◆ Page extract ◆
# # # # #

A February 1996 presidential election returned President Monteiro to office. Legislative elections in January 2001 returned power to the PAICV, with the PAICV holding 40 of the National Assembly seats, MpD 30, and Party for Democratic Convergence (PCD) and Labour and Solidarity Party (PTS) 1 each. In February 2001, the PAICV-supported presidential candidate Pedro Pires defeated former MpD leader Carlos Veiga by only 13 votes.
President Pedro Pires was narrowly re-elected in 2006 elections.

President Jorge Carlos Fonseca led the country since 2011 Cape Verde presidential election and he was re-elected in the 2016 election. He was supported by the Movement for Democracy Party. MpD also won in the 2016 parliamentary elections, taking back parliamentary majority after 15 year-rule of African Party for the Independence of Cape Verde (PAICV). In April 2021, the ruling center-right Movement for Democracy (MpD) of Prime Minister Ulisses Correia e Silva won the parliamentary election.

On 26 August 2021, Cape Verde became the 150th country to ratify the 2005 Convention and Promotion of the Diversity of Cultural Expressions.

In October 2021, opposition candidate and former prime minister, Jose Maria Neves of PAICV, won Cape Verde's presidential election. On 9 November 2021, Jose Maria Neves was sworn in as the new President of Cape Verde.

Government and politics 

Cape Verde is a stable semi-presidential representative democratic republic. It is among the most democratic nations in Africa, ranking 26th in the world, according to the 2018 Democracy Index. The constitution – adopted in 1980 and revised in 1992, 1995 and 1999 – defines the basic principles of its government. The president is the head of state and is elected by popular vote for a five-year term.

The prime minister is the head of government and proposes other ministers and secretaries of state. The prime minister is nominated by the National Assembly and appointed by the president. Members of the National Assembly are elected by popular vote for five-year terms. In 2016, three parties held seats in the National Assembly – MpD (36), PAICV (25), and the Cape Verdean Independent Democratic Union (UCID) (3).

# # # # #

◆ Given data ◆
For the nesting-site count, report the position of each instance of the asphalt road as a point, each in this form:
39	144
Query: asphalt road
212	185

# # # # #

◆ Tasks to perform ◆
a: Print the part of the Cape Verde politics passage that begins at the words "On 26 August" and stops after the words "a five-year term.", copied word for word.
b: Carry on the Cape Verde politics passage from its last sentence.
The listing is separate material and is not part of the Cape Verde politics passage.

◆ The results ◆
a:
On 26 August 2021, Cape Verde became the 150th country to ratify the 2005 Convention and Promotion of the Diversity of Cultural Expressions.

In October 2021, opposition candidate and former prime minister, Jose Maria Neves of PAICV, won Cape Verde's presidential election. On 9 November 2021, Jose Maria Neves was sworn in as the new President of Cape Verde.

Government and politics 

Cape Verde is a stable semi-presidential representative democratic republic. It is among the most democratic nations in Africa, ranking 26th in the world, according to the 2018 Democracy Index. The constitution – adopted in 1980 and revised in 1992, 1995 and 1999 – defines the basic principles of its government. The president is the head of state and is elected by popular vote for a five-year term.

b:
The two main political parties are PAICV and MpD.

Movement for Democracy (MpD) ousted the ruling African Party for the Independence of Cape Verde (PAICV) for the first time in 15 years in the 2016 parliamentary election, at which time its leader, Ulisses Correia e Silva, became prime minister. Jorge Carlos Almeida Fonseca was elected president in August 2011 and re-elected in October 2016. He is also supported by the MpD.

In November 2021, Cape Verde opened its first embassy in Nigeria.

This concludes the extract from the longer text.